## DIRECTIONS
Starting with the line that mentions "Can you find the white background?", repeat each line verbatim until the entries end, both ends included.

[Natural language region descriptions]
◆ ◆ ◆

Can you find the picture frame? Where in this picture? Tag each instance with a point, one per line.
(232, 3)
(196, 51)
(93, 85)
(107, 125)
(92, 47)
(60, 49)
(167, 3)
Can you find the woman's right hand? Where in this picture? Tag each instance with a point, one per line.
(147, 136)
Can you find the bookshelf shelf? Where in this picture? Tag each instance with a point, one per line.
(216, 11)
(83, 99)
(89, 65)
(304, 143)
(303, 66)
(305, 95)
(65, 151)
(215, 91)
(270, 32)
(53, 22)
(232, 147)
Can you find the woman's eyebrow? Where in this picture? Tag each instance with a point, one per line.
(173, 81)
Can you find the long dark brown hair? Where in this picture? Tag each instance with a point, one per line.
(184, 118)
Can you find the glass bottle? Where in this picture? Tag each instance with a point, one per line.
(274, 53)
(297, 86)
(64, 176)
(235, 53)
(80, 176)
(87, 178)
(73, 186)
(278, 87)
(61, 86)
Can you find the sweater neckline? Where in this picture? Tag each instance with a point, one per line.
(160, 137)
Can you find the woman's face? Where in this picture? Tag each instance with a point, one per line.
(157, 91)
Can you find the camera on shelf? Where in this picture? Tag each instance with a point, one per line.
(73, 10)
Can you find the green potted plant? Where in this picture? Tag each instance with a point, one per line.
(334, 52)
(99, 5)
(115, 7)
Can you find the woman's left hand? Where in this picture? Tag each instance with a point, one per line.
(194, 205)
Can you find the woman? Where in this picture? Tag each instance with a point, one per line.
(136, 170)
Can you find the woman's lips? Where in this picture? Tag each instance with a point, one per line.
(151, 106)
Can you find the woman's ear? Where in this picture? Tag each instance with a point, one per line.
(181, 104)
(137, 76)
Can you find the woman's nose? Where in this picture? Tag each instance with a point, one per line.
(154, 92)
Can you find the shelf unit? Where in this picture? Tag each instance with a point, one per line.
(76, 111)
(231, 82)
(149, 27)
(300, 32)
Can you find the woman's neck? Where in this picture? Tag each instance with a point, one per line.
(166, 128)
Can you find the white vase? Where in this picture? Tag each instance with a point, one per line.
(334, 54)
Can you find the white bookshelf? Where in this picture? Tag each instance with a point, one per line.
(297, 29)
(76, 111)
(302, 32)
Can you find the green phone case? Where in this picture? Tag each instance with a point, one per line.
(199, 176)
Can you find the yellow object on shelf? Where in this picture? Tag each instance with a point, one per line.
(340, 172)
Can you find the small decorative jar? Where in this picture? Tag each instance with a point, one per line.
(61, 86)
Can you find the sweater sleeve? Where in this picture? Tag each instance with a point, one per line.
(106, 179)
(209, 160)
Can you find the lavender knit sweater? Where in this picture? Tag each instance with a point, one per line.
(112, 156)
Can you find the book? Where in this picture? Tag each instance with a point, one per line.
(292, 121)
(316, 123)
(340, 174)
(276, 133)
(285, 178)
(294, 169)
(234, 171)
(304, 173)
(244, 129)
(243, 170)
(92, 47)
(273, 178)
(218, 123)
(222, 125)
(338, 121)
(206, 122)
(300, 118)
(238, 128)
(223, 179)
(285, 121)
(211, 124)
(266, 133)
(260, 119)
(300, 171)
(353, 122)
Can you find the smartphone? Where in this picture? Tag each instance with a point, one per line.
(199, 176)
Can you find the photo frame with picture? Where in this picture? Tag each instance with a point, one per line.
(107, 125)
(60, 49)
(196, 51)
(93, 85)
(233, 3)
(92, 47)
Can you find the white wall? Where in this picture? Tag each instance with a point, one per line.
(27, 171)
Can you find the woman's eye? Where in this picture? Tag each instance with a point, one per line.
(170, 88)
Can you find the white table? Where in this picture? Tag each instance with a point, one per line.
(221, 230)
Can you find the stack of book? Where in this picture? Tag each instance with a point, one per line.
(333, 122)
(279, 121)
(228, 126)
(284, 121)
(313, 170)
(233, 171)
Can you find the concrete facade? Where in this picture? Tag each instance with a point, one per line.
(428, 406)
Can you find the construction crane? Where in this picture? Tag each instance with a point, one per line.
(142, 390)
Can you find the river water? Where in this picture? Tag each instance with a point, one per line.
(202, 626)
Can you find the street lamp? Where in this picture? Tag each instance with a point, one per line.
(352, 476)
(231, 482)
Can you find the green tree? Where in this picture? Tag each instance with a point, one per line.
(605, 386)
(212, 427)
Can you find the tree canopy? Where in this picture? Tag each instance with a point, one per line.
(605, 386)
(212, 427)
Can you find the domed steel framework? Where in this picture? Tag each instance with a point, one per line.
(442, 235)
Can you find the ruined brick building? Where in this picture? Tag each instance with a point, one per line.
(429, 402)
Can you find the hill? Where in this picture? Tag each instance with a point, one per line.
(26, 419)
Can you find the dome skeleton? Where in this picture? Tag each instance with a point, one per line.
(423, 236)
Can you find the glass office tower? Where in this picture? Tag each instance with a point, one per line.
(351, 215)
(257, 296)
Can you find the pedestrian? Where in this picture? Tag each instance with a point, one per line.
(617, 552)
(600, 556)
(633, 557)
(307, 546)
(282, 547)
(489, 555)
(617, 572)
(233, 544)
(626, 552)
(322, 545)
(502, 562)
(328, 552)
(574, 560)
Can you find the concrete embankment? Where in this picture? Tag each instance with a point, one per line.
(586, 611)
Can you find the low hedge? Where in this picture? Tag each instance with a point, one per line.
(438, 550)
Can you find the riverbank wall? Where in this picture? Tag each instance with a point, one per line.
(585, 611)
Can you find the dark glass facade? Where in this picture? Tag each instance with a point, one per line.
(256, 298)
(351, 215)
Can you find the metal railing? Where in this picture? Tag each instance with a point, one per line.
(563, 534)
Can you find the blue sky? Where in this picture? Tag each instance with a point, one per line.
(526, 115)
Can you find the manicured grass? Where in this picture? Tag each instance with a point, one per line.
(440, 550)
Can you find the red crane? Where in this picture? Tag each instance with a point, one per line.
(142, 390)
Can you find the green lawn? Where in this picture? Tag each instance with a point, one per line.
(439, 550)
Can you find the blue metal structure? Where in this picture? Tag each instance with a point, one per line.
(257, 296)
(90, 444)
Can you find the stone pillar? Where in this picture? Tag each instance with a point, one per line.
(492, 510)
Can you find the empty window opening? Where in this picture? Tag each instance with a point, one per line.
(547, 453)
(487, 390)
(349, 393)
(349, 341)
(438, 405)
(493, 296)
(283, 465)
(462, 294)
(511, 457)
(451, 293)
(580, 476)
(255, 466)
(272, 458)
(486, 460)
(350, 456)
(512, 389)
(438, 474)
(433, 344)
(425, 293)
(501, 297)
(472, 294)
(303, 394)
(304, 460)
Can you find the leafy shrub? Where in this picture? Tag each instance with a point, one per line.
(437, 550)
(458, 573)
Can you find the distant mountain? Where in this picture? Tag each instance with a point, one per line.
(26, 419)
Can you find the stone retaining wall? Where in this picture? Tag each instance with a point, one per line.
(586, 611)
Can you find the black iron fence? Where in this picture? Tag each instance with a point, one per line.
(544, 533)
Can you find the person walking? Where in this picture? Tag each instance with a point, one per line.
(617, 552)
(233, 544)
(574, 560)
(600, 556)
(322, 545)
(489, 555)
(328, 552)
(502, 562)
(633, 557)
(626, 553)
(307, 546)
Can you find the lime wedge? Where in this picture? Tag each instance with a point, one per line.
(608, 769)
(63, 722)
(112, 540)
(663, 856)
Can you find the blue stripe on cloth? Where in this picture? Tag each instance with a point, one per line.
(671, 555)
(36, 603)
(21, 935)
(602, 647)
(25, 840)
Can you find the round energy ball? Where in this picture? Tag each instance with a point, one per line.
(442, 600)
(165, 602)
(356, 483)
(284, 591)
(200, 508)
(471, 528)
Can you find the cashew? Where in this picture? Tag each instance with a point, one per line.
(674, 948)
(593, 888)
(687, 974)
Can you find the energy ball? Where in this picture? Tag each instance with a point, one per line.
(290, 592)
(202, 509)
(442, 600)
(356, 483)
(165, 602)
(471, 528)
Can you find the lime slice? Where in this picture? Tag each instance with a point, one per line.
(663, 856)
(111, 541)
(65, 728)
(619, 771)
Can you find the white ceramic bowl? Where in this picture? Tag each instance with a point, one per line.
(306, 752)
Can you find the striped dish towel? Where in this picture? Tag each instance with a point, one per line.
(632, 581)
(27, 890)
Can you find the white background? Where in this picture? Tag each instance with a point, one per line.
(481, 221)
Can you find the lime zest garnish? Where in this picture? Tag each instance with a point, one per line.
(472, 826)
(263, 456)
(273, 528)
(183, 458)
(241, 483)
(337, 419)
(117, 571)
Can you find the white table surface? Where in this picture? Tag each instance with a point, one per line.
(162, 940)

◆ ◆ ◆

## ANSWER
Can you find the white background? Where in this picture? Tag each instance with a point, one per line.
(481, 221)
Can you find the lime zest garnish? Where in this picture? Tag each instance with a point, one per line.
(472, 826)
(263, 456)
(273, 528)
(183, 458)
(241, 483)
(337, 419)
(117, 571)
Can you find the white table surface? Where in this picture? Tag each instance with a point, one per line.
(162, 940)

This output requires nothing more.